[SUPPLIED PASSAGE]
Geert Mul can be seen as one of the founders of multimedia art. He uses existing images for his interactive installations. For his most recent work, Shan-Sui, Mul was inspired by Chinese landscape paintings. The artist states that by looking at others, the relativity of the perception becomes most clear. Shan-Sui offers a subsidiary view on how ‘the East’ experiences the landscape (in relation to ‘the West’).

Bouke de Vries studied at the Design Academy Eindhoven and Central St. Martin’s. He also studied ceramics conservation and restoration at West Dean College. In his artworks he uses his skills as a restorer, but instead of reconstructing broken ceramic objects, he deconstructs them into fragile sculptures: emphasizing their new status and moving their stories forward.

[REQUIREMENTS]
- A) In the artist profiles, what did Bouke de Vries study at West Dean College?
- B) Retype the part of the artist profiles starting with "Geert Mul can" and going on through "their stories forward.".

[GIVEN DATA]
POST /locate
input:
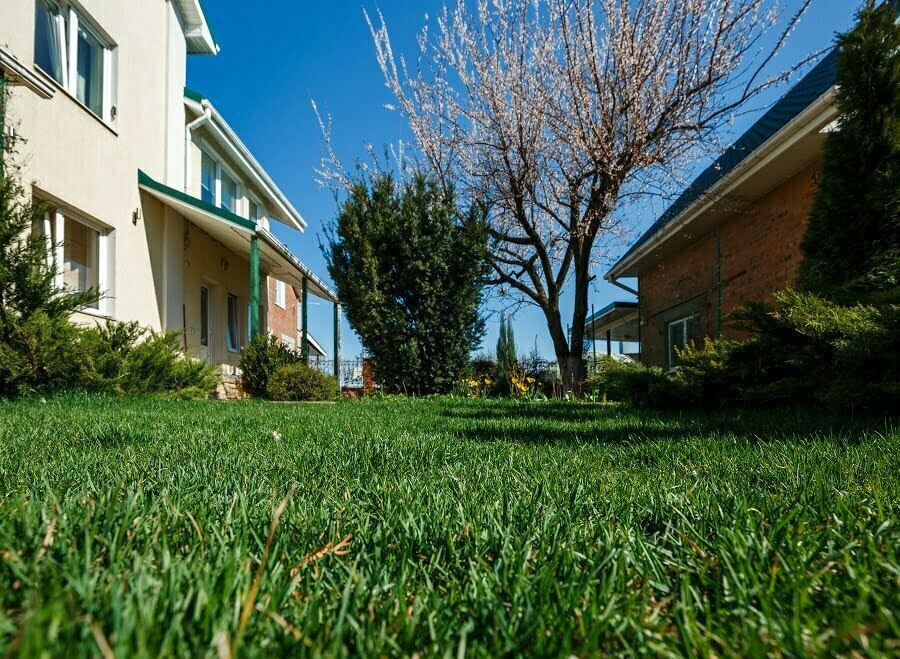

[ANSWERS TO THE TASKS]
- A) Ceramics conservation and restoration.

- B)
Geert Mul can be seen as one of the founders of multimedia art. He uses existing images for his interactive installations. For his most recent work, Shan-Sui, Mul was inspired by Chinese landscape paintings. The artist states that by looking at others, the relativity of the perception becomes most clear. Shan-Sui offers a subsidiary view on how ‘the East’ experiences the landscape (in relation to ‘the West’).

Bouke de Vries studied at the Design Academy Eindhoven and Central St. Martin’s. He also studied ceramics conservation and restoration at West Dean College. In his artworks he uses his skills as a restorer, but instead of reconstructing broken ceramic objects, he deconstructs them into fragile sculptures: emphasizing their new status and moving their stories forward.